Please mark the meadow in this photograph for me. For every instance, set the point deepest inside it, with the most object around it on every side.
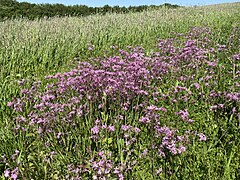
(149, 95)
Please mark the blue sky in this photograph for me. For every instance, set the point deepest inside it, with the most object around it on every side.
(97, 3)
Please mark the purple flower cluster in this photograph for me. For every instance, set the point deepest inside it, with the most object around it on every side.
(130, 98)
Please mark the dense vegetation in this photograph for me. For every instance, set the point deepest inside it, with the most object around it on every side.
(13, 9)
(145, 95)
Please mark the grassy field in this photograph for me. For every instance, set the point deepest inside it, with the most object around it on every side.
(150, 95)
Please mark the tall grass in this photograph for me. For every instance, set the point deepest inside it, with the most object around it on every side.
(31, 50)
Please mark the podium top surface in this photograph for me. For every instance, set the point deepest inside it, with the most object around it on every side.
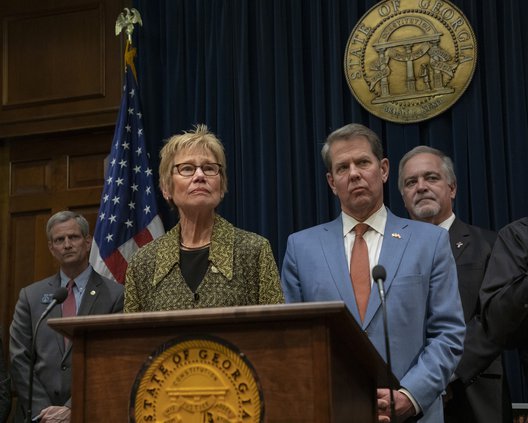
(333, 315)
(69, 326)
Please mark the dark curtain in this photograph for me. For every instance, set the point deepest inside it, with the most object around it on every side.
(267, 77)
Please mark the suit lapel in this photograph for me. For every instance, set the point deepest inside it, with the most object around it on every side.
(56, 311)
(333, 247)
(458, 237)
(395, 241)
(90, 295)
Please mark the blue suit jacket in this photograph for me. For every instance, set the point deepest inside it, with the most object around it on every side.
(425, 318)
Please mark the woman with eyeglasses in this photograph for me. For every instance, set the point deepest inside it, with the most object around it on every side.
(204, 261)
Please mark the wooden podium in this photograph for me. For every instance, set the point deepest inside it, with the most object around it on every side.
(313, 362)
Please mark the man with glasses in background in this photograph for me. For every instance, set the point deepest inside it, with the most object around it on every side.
(69, 241)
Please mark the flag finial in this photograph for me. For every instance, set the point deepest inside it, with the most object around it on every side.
(126, 20)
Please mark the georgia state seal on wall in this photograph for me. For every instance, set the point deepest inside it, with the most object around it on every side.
(197, 379)
(410, 60)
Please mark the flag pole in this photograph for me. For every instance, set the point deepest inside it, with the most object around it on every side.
(128, 217)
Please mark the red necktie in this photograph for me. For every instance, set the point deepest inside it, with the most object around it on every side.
(360, 269)
(69, 307)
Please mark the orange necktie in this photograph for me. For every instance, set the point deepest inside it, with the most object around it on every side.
(360, 269)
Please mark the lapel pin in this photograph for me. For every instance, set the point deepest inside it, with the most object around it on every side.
(46, 298)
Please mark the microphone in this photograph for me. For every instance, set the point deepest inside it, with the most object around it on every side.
(379, 274)
(58, 298)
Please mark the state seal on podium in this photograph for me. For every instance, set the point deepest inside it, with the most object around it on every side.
(197, 379)
(409, 60)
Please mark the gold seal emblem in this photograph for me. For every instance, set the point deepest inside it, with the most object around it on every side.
(410, 60)
(197, 380)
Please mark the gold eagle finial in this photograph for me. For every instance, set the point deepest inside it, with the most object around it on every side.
(126, 20)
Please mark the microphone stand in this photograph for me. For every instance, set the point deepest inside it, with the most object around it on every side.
(379, 274)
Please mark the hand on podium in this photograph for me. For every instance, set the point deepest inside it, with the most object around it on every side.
(403, 406)
(55, 414)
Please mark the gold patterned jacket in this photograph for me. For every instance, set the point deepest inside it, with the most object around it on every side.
(242, 271)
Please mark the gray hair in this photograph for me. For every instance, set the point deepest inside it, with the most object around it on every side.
(447, 163)
(348, 132)
(64, 216)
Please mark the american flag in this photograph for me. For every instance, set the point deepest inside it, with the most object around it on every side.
(128, 216)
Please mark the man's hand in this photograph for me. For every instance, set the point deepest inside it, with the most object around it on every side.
(403, 407)
(55, 414)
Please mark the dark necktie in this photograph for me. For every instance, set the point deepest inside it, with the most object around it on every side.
(360, 269)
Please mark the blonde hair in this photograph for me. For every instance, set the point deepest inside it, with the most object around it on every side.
(198, 139)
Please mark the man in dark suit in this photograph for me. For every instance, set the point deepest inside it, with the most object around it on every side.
(504, 293)
(426, 320)
(69, 242)
(5, 387)
(427, 183)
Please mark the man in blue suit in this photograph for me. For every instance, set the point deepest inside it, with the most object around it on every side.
(426, 321)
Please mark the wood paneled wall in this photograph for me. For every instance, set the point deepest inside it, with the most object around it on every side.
(60, 86)
(61, 65)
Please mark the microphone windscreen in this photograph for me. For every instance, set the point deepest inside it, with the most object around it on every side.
(60, 295)
(379, 272)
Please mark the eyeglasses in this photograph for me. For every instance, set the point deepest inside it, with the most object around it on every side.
(62, 239)
(189, 169)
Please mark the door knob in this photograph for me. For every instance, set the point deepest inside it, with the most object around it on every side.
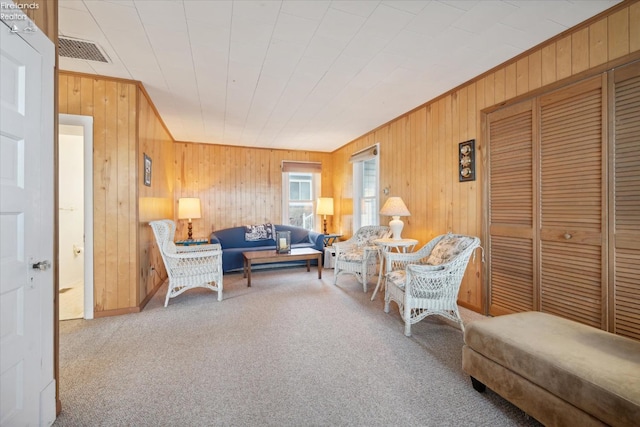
(42, 265)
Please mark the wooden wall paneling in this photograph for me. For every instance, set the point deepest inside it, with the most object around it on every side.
(499, 85)
(522, 77)
(634, 27)
(510, 83)
(451, 161)
(62, 93)
(100, 212)
(549, 71)
(580, 50)
(618, 36)
(132, 163)
(73, 95)
(598, 42)
(535, 70)
(545, 65)
(453, 144)
(563, 58)
(110, 297)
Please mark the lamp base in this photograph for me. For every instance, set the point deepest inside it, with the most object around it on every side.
(396, 226)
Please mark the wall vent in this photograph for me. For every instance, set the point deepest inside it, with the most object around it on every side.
(79, 49)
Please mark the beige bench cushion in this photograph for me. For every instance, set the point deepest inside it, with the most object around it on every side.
(594, 370)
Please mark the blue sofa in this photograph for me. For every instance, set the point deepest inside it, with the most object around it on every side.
(233, 243)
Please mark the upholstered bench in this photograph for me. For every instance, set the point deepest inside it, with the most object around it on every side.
(556, 370)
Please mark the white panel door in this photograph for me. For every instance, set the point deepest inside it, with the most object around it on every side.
(26, 227)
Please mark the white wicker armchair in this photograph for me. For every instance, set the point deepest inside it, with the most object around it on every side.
(426, 282)
(359, 255)
(188, 267)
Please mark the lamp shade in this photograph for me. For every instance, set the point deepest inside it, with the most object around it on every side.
(325, 206)
(394, 206)
(189, 208)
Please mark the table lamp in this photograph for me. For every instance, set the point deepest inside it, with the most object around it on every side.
(324, 208)
(395, 207)
(189, 208)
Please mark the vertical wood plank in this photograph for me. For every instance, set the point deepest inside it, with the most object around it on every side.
(535, 70)
(522, 76)
(563, 58)
(499, 84)
(598, 43)
(99, 196)
(634, 27)
(618, 36)
(548, 54)
(580, 50)
(510, 81)
(111, 194)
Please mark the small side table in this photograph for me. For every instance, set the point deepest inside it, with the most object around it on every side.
(389, 244)
(329, 257)
(192, 242)
(330, 239)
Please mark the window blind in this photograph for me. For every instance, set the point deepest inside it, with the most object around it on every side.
(305, 167)
(366, 154)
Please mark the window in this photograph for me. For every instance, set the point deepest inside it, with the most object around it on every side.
(365, 187)
(300, 189)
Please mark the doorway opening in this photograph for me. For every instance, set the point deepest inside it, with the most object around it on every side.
(75, 216)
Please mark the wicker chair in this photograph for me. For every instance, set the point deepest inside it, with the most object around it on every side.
(188, 267)
(359, 255)
(426, 282)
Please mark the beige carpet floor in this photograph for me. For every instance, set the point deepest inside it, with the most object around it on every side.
(292, 350)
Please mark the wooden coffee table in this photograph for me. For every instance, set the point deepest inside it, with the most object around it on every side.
(270, 257)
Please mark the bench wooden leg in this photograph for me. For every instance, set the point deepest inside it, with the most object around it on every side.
(478, 386)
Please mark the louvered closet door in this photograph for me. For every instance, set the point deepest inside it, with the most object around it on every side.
(571, 203)
(625, 201)
(511, 189)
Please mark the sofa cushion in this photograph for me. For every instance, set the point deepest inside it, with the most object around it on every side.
(447, 248)
(233, 243)
(594, 370)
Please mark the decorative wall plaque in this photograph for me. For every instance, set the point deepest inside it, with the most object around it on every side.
(467, 161)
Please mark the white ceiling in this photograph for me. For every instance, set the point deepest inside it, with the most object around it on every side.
(304, 74)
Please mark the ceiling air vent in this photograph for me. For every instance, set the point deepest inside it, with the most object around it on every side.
(78, 49)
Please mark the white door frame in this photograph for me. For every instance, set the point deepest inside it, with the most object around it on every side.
(32, 403)
(87, 124)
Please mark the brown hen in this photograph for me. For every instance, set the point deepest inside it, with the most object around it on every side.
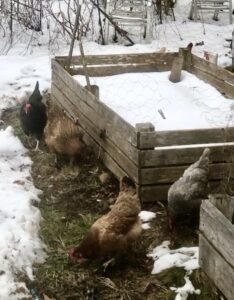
(62, 136)
(112, 234)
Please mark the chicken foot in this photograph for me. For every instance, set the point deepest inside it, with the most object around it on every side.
(109, 262)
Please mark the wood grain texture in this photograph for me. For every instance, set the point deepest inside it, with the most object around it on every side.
(218, 230)
(216, 267)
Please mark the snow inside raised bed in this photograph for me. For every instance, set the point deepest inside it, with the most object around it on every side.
(151, 97)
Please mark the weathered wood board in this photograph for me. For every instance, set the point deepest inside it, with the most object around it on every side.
(216, 242)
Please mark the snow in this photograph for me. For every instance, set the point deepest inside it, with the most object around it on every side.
(184, 257)
(20, 245)
(184, 291)
(28, 60)
(138, 98)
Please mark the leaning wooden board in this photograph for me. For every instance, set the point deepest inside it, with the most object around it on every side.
(216, 243)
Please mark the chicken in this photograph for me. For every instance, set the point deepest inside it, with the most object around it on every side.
(185, 195)
(112, 234)
(33, 116)
(62, 136)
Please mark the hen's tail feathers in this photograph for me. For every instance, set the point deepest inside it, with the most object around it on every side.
(36, 95)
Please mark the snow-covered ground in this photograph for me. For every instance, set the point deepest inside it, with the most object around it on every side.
(28, 60)
(185, 257)
(144, 97)
(20, 245)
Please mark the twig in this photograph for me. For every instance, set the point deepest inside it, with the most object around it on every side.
(122, 32)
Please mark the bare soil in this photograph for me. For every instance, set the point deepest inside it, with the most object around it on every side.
(72, 199)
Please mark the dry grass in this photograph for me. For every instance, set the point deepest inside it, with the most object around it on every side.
(68, 205)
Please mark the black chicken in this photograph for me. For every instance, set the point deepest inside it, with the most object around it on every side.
(33, 115)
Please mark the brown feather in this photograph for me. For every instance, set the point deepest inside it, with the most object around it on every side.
(62, 136)
(112, 234)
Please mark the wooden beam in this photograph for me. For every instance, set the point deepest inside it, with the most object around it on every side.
(117, 129)
(218, 230)
(116, 59)
(186, 155)
(167, 174)
(185, 137)
(106, 147)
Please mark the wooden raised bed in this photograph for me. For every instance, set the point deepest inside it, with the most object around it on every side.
(150, 157)
(216, 242)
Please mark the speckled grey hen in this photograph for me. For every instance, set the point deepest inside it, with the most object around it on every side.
(185, 195)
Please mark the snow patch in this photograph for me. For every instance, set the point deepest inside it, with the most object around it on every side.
(146, 216)
(184, 257)
(20, 245)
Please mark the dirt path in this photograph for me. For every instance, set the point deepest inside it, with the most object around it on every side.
(72, 199)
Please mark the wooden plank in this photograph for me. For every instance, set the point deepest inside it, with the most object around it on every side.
(176, 69)
(218, 77)
(167, 174)
(129, 58)
(218, 230)
(105, 145)
(158, 192)
(224, 87)
(120, 69)
(178, 156)
(105, 157)
(216, 267)
(212, 69)
(117, 129)
(185, 137)
(223, 203)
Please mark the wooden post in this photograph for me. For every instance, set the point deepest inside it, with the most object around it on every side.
(232, 51)
(230, 11)
(176, 69)
(143, 127)
(94, 89)
(187, 57)
(195, 10)
(73, 36)
(84, 65)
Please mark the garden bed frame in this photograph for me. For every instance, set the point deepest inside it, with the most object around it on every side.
(216, 242)
(151, 158)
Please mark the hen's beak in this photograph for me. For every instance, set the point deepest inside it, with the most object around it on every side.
(27, 107)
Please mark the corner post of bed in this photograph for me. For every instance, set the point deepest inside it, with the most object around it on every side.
(186, 55)
(143, 130)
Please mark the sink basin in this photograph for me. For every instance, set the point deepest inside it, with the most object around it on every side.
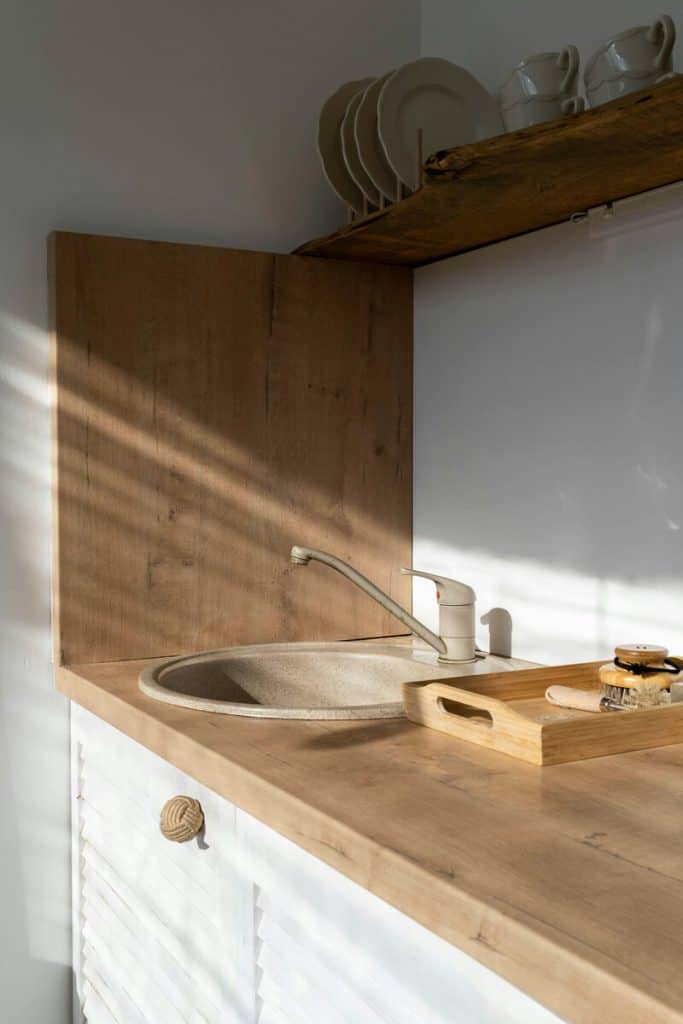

····················

* Goal of the exercise:
Restate word for word the lines starting at the one that contains "Please mark the corner" and ending at the last line of the data. Skip every picture.

* Your response:
Please mark the corner post of bed in this photograph for me. For every instance, set the point deepest inside it, with the most object around it on every side.
(186, 55)
(143, 130)
Please mark the sink basin in this photograph for me. For every instance, set the point deepest inside it, with the most object around it on every side.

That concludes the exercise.